» Requisitos del ejercicio
1. Vuelve a escribir sin cambios la parte del relato sobre la salida de Egipto que empieza en "Lo supimos sobre" y termina en "generación en generación.".
2. Prosigue el relato sobre la salida de Egipto a partir de su última frase.

» Texto mostrado
__________

En Egipto llegamos a ser tan numerosos y fuertes, que el Faraón tuvo miedo, nos sometió a dura servidumbre y fuimos esclavos en medio de un pueblo que nos obligó a construir tumbas y templos para los que ellos adoraban como dioses, pero que eran incapaces de salvarlos de la muerte. El trabajo se convirtió para nosotros en esclavitud y nuestra vida consistía ya solo en producir, comer y dormir, para seguir teniendo la fuerza que nos permitiría seguir produciendo. Nuestra vida entera se convirtió en un gemido, en un clamor que rasgó los cielos y llegó a los oídos de nuestro Dios.

Y supimos entonces –y es nuestro orgullo contárselo a nuestros hijos– que su nombre es “El que está con vosotros”, el que camina a nuestro lado, un Dios que mira y escucha, un Dios de entrañas conmovidas ante el dolor de sus hijos.

Lo supimos sobre todo aquella noche maravillosa en la que nos pusimos en marcha juntos para salir de las tinieblas y adentrarnos en la luz gozosa de la libertad. Aquella noche, distinta a todas las demás noches, está grabada como un tatuaje en la memoria de nuestro pueblo y por eso la revivimos cada Pascua de generación en generación.

Los egipcios nos perseguían y, en nuestra huida, nos encontramos frente al otro gran enemigo: el mar. Estábamos acorralados y perdidos y el miedo nos ahogaba con sus olas gigantes cuando, de pronto, un fuerte viento comenzó a soplar. Y no supimos si fue su fuerza o la del cayado de Moisés extendido sobre el mar, lo que hizo que las aguas permitieran, obedientes, que nos adentráramos en ellas como en una procesión real, mientras nuestros enemigos eran engullidos en el fondo del abismo. Y con ellos se hundieron nuestra vieja vida de esclavos y nuestro miedo y nuestras dudas.

Al llegar a la otra orilla, éramos ya posesión perpetua del Dios que nos había convertido en un pueblo de sacerdotes y de reyes, que ahora podía celebrar una fiesta en el desierto. Por eso las mujeres salieron a danzar al son de tambores y cimbalillos y todos entonamos con ellas: “¡Cantemos al Señor, sublime es su victoria! ¡Caballo y carro ha arrojado en el mar!”.

__________

» Datos guardados
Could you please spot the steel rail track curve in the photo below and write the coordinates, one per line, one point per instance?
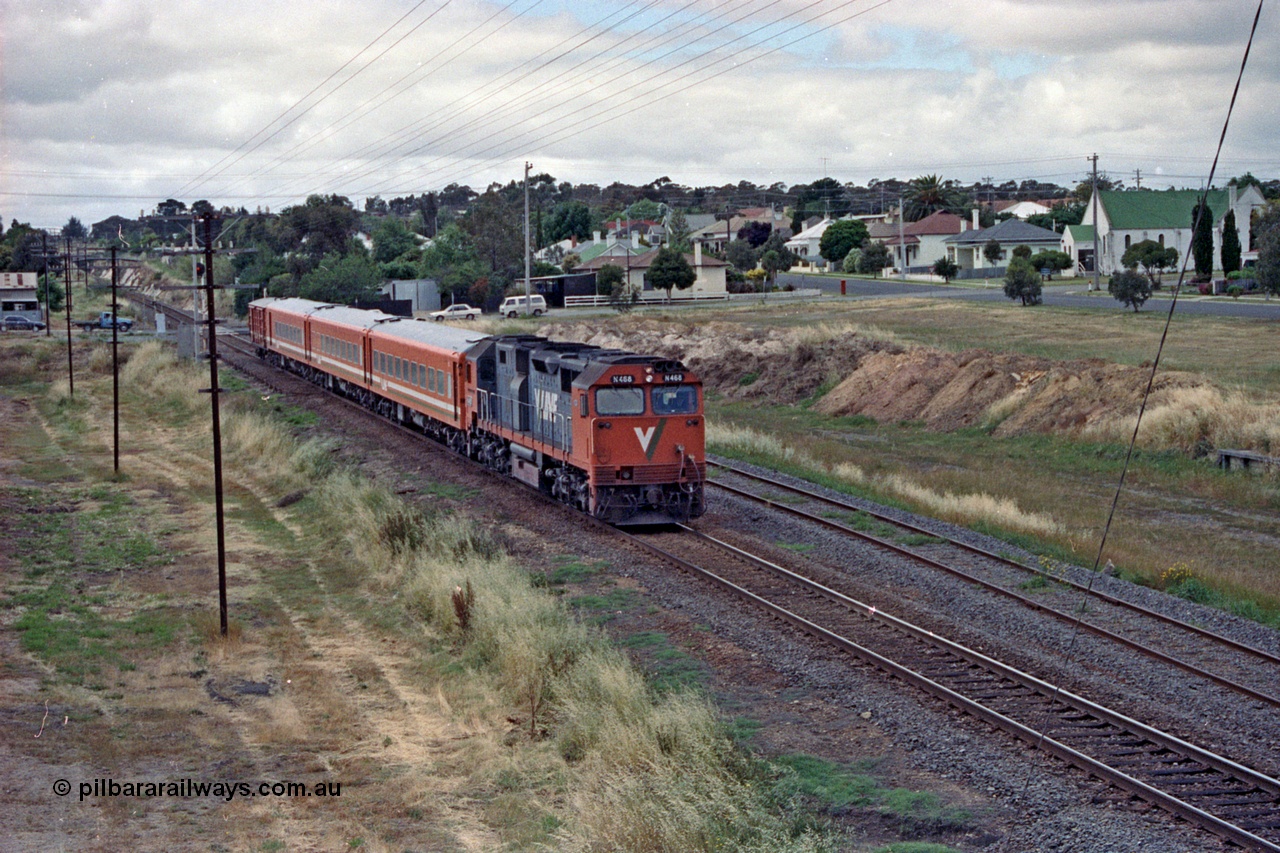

__________

» Respuestas en orden
1.
Lo supimos sobre todo aquella noche maravillosa en la que nos pusimos en marcha juntos para salir de las tinieblas y adentrarnos en la luz gozosa de la libertad. Aquella noche, distinta a todas las demás noches, está grabada como un tatuaje en la memoria de nuestro pueblo y por eso la revivimos cada Pascua de generación en generación.

2.
Juntos habíamos salido de Egipto y juntos comenzamos a peregrinar por el desierto, ese lugar inmenso y terrible en el que cada piedra ocultaba una serpiente o un escorpión, en el que la soledad era tan terrible como la sed y la sed más dura de soportar que el hambre.

Fue un tiempo difícil, un tiempo de murmuraciones y revueltas, de tentaciones y caídas, de idolatrías y quejas, pero nuestros padres nos han contado: “No se gastaron nuestros vestidos ni se hincharon nuestros pies durante aquellos cuarenta años. El Señor caminaba con nosotros, defendiéndonos del sol deslumbrador del mediodía e impidiendo a las tinieblas de la noche arrebatarnos la luz de la esperanza. Él nos alimentaba con el maná, como una madre que prepara la comida para sus hijos; nos llevaba sobre sus alas como un águila a sus polluelos, nos conducía como un pastor a su rebaño. Nos hacía cabalgar sobre las montañas y nos daba a gustar miel de la peña, cuajada de vaca y leche de ovejas.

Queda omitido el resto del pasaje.